そこで当協会は、改善を目指した3つの提案例を提唱します。

提案例1―急性期医療から総合診療医によるケアを

急性期病院において、病気は治療できたものの患者さんの体にさまざまな合併症(脱水、低栄養、廃用症候群*など)が残ってしまった状態で慢性期医療にバトンが渡されるケースも珍しくありません。こうした症状に対するケアを担う人材として、総合診療医を急性期病院に配置することを提案したいと思います。

なぜ総合診療医が必要なのでしょうか。多くの患者さんは高齢者であり、多病、すなわちいくつもの病気を同時に抱えていますので、1つの主病を診ていればよいというわけにはいかないのです。

総合診療医に求められるのは、発生頻度が高く幅広い領域の病気や障害などに対し、適切な初期対応と継続医療を全人的に提供することです。そのような存在が急性期病院に入ることで、領域別の医師や他職種と連携して急性期から全身管理とリハビリを開始できれば、身体機能の低下は防止できるはずです。主病以外の全身的な病気に対する関わり方によって患者さんの状態は変わります。急性期病院にも総合診療医を置き、総合診療医が急性期治療と同時に全身ケアを行う体制を作る必要があるのではないでしょうか。

また、2022年11月現在の医師臨床研修制度には、総合診療機能を学ぶ期間がありません。そこで私たちは、臨床研修(前期研修)と後期研修の間に総合診療の研修制度を取り入れることを提案します。

▸ **保存済みの項目**
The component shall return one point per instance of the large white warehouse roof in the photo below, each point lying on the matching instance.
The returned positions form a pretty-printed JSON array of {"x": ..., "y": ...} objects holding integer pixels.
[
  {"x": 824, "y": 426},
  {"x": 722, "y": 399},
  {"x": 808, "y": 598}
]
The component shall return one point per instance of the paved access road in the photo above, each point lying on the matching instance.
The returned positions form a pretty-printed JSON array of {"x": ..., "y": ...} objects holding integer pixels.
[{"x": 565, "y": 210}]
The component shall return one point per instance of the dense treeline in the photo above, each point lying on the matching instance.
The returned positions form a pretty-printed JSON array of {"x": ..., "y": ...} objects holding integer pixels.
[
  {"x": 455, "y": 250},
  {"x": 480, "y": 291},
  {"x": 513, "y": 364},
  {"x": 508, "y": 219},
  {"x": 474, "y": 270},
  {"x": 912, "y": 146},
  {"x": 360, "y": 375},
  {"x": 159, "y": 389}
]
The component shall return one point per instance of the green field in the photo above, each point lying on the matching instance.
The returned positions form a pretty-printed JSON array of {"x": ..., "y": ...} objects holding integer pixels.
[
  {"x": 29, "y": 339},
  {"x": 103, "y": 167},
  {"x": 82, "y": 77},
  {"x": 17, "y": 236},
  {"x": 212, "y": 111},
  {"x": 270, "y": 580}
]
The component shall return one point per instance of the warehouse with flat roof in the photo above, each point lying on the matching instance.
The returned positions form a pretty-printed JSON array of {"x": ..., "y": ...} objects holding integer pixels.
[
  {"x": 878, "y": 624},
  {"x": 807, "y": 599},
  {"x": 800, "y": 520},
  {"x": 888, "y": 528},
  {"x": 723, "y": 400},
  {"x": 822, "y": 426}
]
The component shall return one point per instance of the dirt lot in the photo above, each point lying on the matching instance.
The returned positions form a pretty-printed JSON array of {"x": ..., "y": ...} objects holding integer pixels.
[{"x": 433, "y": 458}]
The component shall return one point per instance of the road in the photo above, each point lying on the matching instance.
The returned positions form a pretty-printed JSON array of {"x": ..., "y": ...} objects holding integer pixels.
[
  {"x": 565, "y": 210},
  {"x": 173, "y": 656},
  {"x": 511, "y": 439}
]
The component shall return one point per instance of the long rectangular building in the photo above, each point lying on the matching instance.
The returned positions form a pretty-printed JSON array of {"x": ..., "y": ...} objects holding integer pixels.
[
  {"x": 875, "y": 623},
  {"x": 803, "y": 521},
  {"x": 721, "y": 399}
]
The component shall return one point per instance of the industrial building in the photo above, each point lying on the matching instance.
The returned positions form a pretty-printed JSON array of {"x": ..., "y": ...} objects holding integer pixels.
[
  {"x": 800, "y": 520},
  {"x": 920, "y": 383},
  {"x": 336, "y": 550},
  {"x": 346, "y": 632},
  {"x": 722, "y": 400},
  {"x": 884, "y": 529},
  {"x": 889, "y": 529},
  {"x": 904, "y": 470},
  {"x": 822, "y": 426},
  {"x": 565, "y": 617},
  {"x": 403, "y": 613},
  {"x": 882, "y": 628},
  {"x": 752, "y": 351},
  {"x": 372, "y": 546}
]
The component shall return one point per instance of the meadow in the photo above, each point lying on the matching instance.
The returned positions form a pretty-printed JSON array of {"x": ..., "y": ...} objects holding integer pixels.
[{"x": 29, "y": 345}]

▸ **問題**
本文のうち「そこで当協会は、改善を目指した3つの提案例を提唱します。」から「があるのではないでしょうか。」までを、一字も変えずに書き出してください。

▸ **解答欄**
そこで当協会は、改善を目指した3つの提案例を提唱します。

提案例1―急性期医療から総合診療医によるケアを

急性期病院において、病気は治療できたものの患者さんの体にさまざまな合併症(脱水、低栄養、廃用症候群*など)が残ってしまった状態で慢性期医療にバトンが渡されるケースも珍しくありません。こうした症状に対するケアを担う人材として、総合診療医を急性期病院に配置することを提案したいと思います。

なぜ総合診療医が必要なのでしょうか。多くの患者さんは高齢者であり、多病、すなわちいくつもの病気を同時に抱えていますので、1つの主病を診ていればよいというわけにはいかないのです。

総合診療医に求められるのは、発生頻度が高く幅広い領域の病気や障害などに対し、適切な初期対応と継続医療を全人的に提供することです。そのような存在が急性期病院に入ることで、領域別の医師や他職種と連携して急性期から全身管理とリハビリを開始できれば、身体機能の低下は防止できるはずです。主病以外の全身的な病気に対する関わり方によって患者さんの状態は変わります。急性期病院にも総合診療医を置き、総合診療医が急性期治療と同時に全身ケアを行う体制を作る必要があるのではないでしょうか。